§ **ABOUT THIS EXERCISE**
Give back every record exactly, with its pictures left out.

(Beginning of PROVIDED RECORDS)

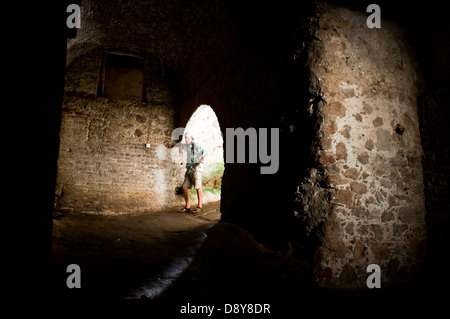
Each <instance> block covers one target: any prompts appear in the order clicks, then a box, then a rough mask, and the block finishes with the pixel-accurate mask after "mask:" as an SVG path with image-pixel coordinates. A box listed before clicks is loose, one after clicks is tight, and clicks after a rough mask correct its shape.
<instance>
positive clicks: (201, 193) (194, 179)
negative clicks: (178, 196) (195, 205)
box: [194, 172, 203, 212]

(End of PROVIDED RECORDS)

§ **SOLUTION FOR THIS EXERCISE**
Each <instance> block covers one target: any prompts appear in the order clicks, then a box, then a rough mask, and the block finishes with the pixel-accurate mask after "mask:" as an SVG path with image-pixel coordinates. A box listed before clicks is loose, one after clicks is tight, and clicks after a rough mask correct its shape.
<instance>
positive clicks: (201, 193) (194, 179)
negative clicks: (178, 196) (195, 205)
box: [194, 172, 203, 212]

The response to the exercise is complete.